WORK INSTRUCTION
Give back every record word for word, keeping the pictures out.

━━━ PROVIDED DATA

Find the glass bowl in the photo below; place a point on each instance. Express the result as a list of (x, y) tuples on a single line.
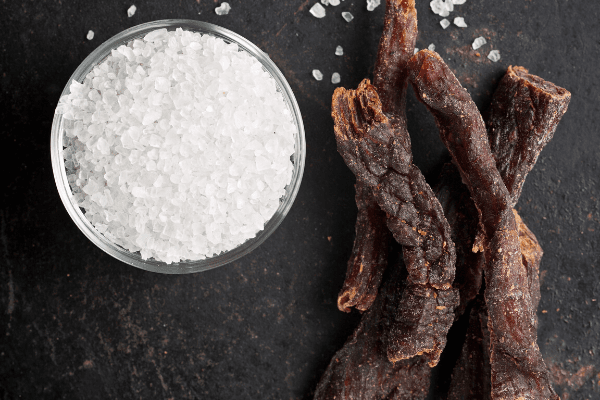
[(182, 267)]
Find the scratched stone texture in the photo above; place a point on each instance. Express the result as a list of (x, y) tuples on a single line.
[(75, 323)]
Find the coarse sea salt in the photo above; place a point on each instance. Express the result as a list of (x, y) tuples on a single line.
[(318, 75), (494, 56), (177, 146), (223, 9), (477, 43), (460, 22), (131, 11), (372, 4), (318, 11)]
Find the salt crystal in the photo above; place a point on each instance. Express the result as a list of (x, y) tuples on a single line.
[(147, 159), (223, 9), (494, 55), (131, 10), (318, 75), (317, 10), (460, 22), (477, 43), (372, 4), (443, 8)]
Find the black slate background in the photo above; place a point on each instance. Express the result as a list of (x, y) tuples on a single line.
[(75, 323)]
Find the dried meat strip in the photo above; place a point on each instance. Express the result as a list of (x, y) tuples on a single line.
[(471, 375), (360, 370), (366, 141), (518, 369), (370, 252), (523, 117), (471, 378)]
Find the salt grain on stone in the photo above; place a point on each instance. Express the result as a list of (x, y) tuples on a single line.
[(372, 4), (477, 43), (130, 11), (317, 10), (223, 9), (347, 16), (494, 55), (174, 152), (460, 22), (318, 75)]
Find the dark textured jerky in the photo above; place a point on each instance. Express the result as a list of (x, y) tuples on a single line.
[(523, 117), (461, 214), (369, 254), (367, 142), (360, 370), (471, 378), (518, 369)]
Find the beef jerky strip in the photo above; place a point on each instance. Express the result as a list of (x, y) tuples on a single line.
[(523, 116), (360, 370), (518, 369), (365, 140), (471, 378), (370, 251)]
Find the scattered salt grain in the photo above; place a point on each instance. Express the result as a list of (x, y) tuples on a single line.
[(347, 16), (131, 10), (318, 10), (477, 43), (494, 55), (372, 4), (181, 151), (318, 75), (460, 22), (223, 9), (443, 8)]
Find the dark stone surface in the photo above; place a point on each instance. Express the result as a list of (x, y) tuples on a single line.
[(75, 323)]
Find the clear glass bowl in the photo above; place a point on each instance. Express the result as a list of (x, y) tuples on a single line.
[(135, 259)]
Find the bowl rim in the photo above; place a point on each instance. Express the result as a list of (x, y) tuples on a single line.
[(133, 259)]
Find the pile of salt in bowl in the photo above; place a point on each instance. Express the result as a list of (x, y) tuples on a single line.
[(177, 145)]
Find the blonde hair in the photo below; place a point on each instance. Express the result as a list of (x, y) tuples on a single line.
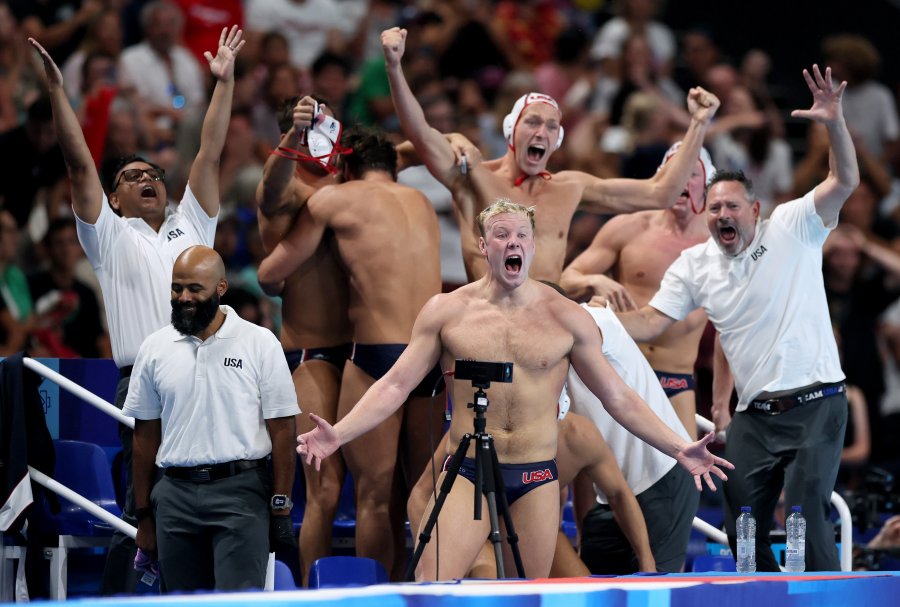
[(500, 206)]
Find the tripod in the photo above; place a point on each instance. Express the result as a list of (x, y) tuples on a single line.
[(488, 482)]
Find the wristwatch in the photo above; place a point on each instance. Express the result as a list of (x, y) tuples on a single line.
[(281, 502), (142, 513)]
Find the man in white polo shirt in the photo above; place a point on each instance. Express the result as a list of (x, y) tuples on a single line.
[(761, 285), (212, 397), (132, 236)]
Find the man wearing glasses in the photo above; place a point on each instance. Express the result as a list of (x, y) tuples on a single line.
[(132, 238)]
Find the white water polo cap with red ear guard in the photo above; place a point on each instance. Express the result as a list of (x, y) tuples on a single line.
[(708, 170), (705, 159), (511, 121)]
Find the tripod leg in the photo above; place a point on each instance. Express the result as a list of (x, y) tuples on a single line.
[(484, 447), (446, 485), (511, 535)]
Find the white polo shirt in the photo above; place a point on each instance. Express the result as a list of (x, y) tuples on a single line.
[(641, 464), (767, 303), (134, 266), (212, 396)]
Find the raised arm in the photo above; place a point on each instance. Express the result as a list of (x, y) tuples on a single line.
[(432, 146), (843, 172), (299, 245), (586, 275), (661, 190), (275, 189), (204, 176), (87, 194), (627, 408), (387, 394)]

━━━━━━

REPLY
Find the glass bowl in the photo below; place a point on each instance. Express the result as a list of (x, y) tuples on a single line.
[(182, 267)]
Find the scratched stone texture in the photo above; place a point on each instance. Express the result as a list of (x, y) tuples on a single line.
[(75, 323)]
Find the coarse sea salt in the photo above; place a point on each instance. Express the result as a list of (x, y) tuples on a single line.
[(318, 75), (494, 56), (177, 146), (223, 9), (477, 43), (460, 22), (131, 11), (372, 4), (318, 11)]
Find the salt crystal in the photo above; place a point on each instance. Express the result as a list of (x, y) tuples on a single line.
[(147, 159), (223, 9), (494, 55), (131, 10), (318, 75), (317, 10), (460, 22), (477, 43), (372, 4), (443, 8)]
Find the black slate background in the photo above; place a point on each instance. Express the result as a list of (x, y) tuples on a single line.
[(75, 323)]
Find the dried meat strip in the photo above; place a point on each instance. Express the result as a list of (x, y) tuples on a single line.
[(471, 375), (360, 370), (366, 141), (518, 369), (370, 252), (523, 117), (471, 378)]
Find the salt grain on stone in the photo above; place a point on each instance. Express the result as a list of (x, y) tuples on a single line.
[(372, 4), (477, 43), (130, 11), (317, 10), (223, 9), (347, 16), (494, 55), (174, 152), (460, 22), (318, 75)]
Find the dark textured jerky in the photo above; place a point on each instance. Express the result as a list of (x, y) tuples on a single line.
[(523, 117), (461, 214), (369, 254), (367, 142), (360, 370), (471, 378), (518, 369)]
Find the beef jerky strip in the photo above; place a point on each instance. Express the result as a list of (x, y) tuples on a single line.
[(523, 116), (360, 370), (518, 369), (365, 140), (471, 378), (370, 251)]
Find the scattered salt grain in the photo above; place a point on each instance. Express the result as a list of (x, y) tuples on a single line.
[(347, 16), (131, 10), (318, 10), (477, 43), (494, 55), (372, 4), (181, 151), (318, 75), (460, 22), (223, 9), (443, 8)]
Find the dark stone surface in the photo above; place a point on each instance. Express the result as a list of (x, y) tuples on a single line.
[(75, 323)]
Find the clear glass bowl in the photo above; place a point on each instance. Express the result as a list of (x, y) tuples on a single line.
[(135, 259)]
Find the bowl rim in the photo above; place a point on each instance. Express the result as a list of (x, y) tuples on a single line.
[(133, 259)]
Find the pile of salt in bowl in the photo above; place a point on each instance. Express the result as a list of (x, y) tuples on a single line.
[(177, 145)]
Find the blonde hair in the photo below; place a point on each instance. Express the result as a list of (x, y) tuples on a single line.
[(500, 206)]
Find the tripod in the photo above; place a point on each instance. Express the result as a list of (x, y) tuples on a single line.
[(488, 482)]
Find the wristwatch in the photo above; place a point on each instance. Express the result as a list of (x, y) tuples on a single line.
[(281, 502), (142, 513)]
Find the man in white polo shirt in the photo above; place a point on each instance. Express the result as a list of (x, y) tuples on a single line.
[(761, 285), (212, 397), (132, 236)]
Find the man wearing glasses in the photo above; place a point on each instance. Express the result as a list of (x, y) tuples on a single line.
[(132, 238)]
Find the white water polo cap with red ear guard in the photo above; place a point on each instance. Express the result as a list of (x, y) tuples on a single line.
[(708, 170), (705, 159), (511, 121)]
Find the tripod leg in the photo above; place a point on each instance. Express the result as a list of (x, y) tuples on a single line.
[(484, 447), (446, 485), (511, 535)]
Find the white polo shirt in the photo above; place a point on each instance. Express the result as a list of (x, y) tuples on a single line.
[(641, 464), (767, 303), (134, 266), (212, 396)]
Find the raised arm in the photo above; place a point on each instance. Express the result as a list of (x, y) tuples on a single line.
[(432, 146), (843, 172), (299, 245), (586, 275), (661, 190), (275, 189), (204, 176), (87, 194), (627, 408), (387, 394)]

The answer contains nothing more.